=== SOURCE INFORMATION ===
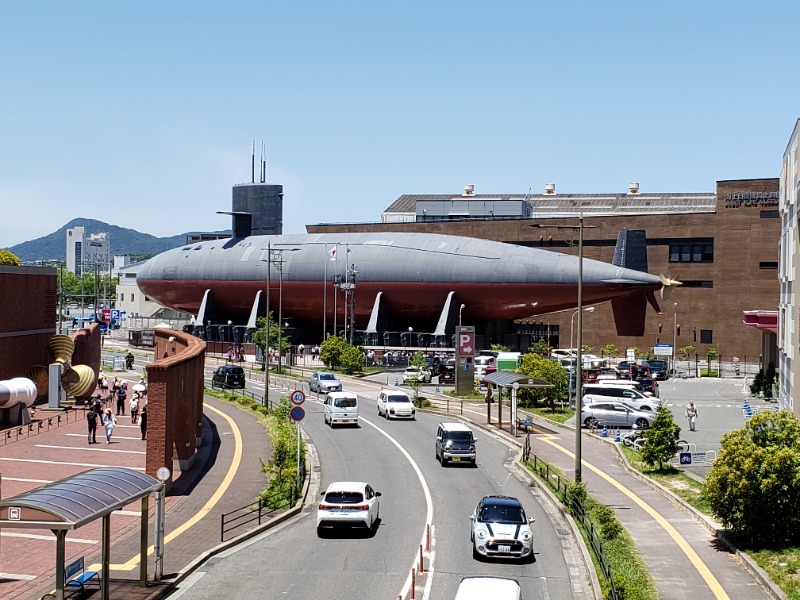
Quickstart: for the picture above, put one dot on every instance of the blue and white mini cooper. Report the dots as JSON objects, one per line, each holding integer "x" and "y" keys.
{"x": 501, "y": 529}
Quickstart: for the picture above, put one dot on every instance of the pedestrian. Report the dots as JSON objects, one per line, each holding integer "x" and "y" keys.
{"x": 109, "y": 422}
{"x": 143, "y": 421}
{"x": 134, "y": 407}
{"x": 691, "y": 414}
{"x": 91, "y": 420}
{"x": 122, "y": 394}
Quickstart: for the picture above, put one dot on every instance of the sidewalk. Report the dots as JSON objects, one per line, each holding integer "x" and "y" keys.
{"x": 684, "y": 556}
{"x": 193, "y": 507}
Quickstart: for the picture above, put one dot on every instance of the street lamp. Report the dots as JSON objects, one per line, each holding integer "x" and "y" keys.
{"x": 587, "y": 309}
{"x": 674, "y": 336}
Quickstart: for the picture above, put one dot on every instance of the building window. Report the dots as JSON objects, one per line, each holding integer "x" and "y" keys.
{"x": 692, "y": 250}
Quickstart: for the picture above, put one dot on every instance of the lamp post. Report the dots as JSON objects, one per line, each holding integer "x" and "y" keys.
{"x": 674, "y": 336}
{"x": 571, "y": 321}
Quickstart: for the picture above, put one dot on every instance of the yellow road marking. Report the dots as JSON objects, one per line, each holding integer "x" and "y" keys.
{"x": 226, "y": 482}
{"x": 696, "y": 561}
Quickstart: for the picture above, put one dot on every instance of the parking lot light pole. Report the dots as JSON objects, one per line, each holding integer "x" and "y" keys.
{"x": 674, "y": 337}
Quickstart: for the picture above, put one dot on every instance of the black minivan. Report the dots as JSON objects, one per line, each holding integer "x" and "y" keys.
{"x": 228, "y": 376}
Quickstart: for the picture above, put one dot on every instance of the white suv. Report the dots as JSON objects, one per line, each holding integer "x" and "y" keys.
{"x": 394, "y": 404}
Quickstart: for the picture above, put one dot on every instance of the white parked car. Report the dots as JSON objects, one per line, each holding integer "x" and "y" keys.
{"x": 501, "y": 529}
{"x": 416, "y": 374}
{"x": 394, "y": 404}
{"x": 348, "y": 504}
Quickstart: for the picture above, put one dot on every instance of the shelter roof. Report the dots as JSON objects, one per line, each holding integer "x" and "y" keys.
{"x": 76, "y": 500}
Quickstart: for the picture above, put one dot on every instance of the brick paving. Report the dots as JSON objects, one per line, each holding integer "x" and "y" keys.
{"x": 27, "y": 564}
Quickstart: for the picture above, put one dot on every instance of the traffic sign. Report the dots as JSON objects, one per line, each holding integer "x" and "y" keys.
{"x": 466, "y": 341}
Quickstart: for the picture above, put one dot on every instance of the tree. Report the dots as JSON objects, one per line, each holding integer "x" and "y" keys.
{"x": 417, "y": 360}
{"x": 609, "y": 350}
{"x": 547, "y": 370}
{"x": 661, "y": 438}
{"x": 9, "y": 258}
{"x": 754, "y": 484}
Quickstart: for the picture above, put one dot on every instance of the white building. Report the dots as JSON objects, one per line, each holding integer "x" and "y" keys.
{"x": 85, "y": 254}
{"x": 788, "y": 318}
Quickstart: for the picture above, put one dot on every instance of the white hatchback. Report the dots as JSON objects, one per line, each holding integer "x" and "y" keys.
{"x": 394, "y": 404}
{"x": 348, "y": 504}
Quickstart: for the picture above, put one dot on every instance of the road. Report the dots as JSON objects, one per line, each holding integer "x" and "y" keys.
{"x": 291, "y": 561}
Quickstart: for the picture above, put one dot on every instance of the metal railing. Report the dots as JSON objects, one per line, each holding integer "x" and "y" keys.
{"x": 559, "y": 485}
{"x": 263, "y": 507}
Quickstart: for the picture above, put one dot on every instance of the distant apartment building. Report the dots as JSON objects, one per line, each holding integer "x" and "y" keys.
{"x": 85, "y": 254}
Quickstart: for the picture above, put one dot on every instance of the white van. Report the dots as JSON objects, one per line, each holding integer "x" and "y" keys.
{"x": 595, "y": 392}
{"x": 485, "y": 588}
{"x": 341, "y": 408}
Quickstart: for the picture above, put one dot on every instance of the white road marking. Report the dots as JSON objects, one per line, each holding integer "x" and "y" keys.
{"x": 428, "y": 515}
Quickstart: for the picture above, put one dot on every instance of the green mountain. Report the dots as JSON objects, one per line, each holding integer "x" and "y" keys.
{"x": 53, "y": 247}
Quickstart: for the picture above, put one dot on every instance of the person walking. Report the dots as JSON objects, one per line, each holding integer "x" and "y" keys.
{"x": 134, "y": 407}
{"x": 691, "y": 414}
{"x": 143, "y": 421}
{"x": 91, "y": 420}
{"x": 122, "y": 394}
{"x": 109, "y": 422}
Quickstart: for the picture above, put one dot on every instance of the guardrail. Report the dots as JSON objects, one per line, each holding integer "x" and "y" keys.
{"x": 263, "y": 507}
{"x": 559, "y": 485}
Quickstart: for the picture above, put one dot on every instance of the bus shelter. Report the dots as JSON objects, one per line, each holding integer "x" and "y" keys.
{"x": 79, "y": 499}
{"x": 513, "y": 381}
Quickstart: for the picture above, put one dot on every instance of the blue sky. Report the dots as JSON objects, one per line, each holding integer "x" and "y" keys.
{"x": 143, "y": 114}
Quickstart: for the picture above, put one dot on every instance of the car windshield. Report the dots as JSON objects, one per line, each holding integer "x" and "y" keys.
{"x": 512, "y": 515}
{"x": 344, "y": 497}
{"x": 398, "y": 398}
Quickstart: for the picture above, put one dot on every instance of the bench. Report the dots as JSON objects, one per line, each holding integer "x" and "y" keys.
{"x": 76, "y": 576}
{"x": 525, "y": 423}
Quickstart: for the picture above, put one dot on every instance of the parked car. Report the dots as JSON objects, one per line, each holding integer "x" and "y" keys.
{"x": 597, "y": 392}
{"x": 228, "y": 376}
{"x": 501, "y": 529}
{"x": 615, "y": 414}
{"x": 455, "y": 443}
{"x": 324, "y": 382}
{"x": 394, "y": 404}
{"x": 348, "y": 504}
{"x": 658, "y": 368}
{"x": 416, "y": 374}
{"x": 481, "y": 587}
{"x": 340, "y": 408}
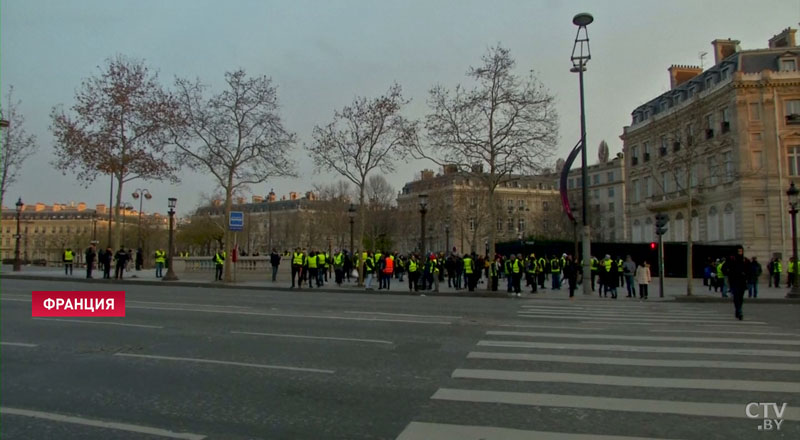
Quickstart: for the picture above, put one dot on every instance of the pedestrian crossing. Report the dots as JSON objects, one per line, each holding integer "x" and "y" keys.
{"x": 622, "y": 371}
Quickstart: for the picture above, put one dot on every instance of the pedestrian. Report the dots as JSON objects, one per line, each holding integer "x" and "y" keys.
{"x": 160, "y": 259}
{"x": 737, "y": 279}
{"x": 275, "y": 261}
{"x": 120, "y": 260}
{"x": 219, "y": 264}
{"x": 90, "y": 257}
{"x": 643, "y": 279}
{"x": 69, "y": 257}
{"x": 571, "y": 274}
{"x": 629, "y": 270}
{"x": 140, "y": 259}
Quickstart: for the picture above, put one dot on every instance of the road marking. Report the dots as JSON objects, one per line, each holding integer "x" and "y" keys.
{"x": 635, "y": 320}
{"x": 667, "y": 363}
{"x": 212, "y": 361}
{"x": 645, "y": 338}
{"x": 641, "y": 348}
{"x": 703, "y": 409}
{"x": 632, "y": 381}
{"x": 403, "y": 314}
{"x": 725, "y": 332}
{"x": 551, "y": 326}
{"x": 98, "y": 322}
{"x": 284, "y": 315}
{"x": 187, "y": 304}
{"x": 100, "y": 423}
{"x": 330, "y": 338}
{"x": 442, "y": 431}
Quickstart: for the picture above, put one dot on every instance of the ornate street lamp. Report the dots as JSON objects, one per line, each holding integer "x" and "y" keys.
{"x": 17, "y": 263}
{"x": 423, "y": 209}
{"x": 793, "y": 193}
{"x": 170, "y": 276}
{"x": 580, "y": 56}
{"x": 141, "y": 194}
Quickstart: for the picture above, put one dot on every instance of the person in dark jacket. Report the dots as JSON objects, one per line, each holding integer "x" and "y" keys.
{"x": 120, "y": 259}
{"x": 736, "y": 271}
{"x": 90, "y": 257}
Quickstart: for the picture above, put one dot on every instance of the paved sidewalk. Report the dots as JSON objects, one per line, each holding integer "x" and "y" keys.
{"x": 675, "y": 288}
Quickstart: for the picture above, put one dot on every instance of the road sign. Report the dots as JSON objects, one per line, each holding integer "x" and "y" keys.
{"x": 236, "y": 221}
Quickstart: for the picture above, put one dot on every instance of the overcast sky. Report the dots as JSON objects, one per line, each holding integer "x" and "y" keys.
{"x": 323, "y": 53}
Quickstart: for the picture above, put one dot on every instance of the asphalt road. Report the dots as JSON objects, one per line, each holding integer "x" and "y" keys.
{"x": 238, "y": 364}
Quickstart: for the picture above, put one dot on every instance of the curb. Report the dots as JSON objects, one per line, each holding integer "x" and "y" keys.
{"x": 715, "y": 299}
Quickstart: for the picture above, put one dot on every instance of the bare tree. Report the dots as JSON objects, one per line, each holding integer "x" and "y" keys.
{"x": 118, "y": 127}
{"x": 364, "y": 137}
{"x": 236, "y": 136}
{"x": 18, "y": 145}
{"x": 504, "y": 125}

=== EXERCISE GOAL ===
Could you restate, word for word, every line from the one containing "of the curb." through the last line of the records above, and nothing more?

=== RESULT OF THIS TASK ===
Quickstart: for the picture above, put one dot on every instance of the curb. Report the dots as JSON objects, one per line, each holding integer "x" and "y" keys.
{"x": 715, "y": 299}
Quickstart: for the picture above, put one dot on every instance of the bare tree. Report the dots as JSON objects, one per line, each holding integer "x" and "y" keys.
{"x": 118, "y": 127}
{"x": 364, "y": 137}
{"x": 236, "y": 136}
{"x": 18, "y": 145}
{"x": 504, "y": 125}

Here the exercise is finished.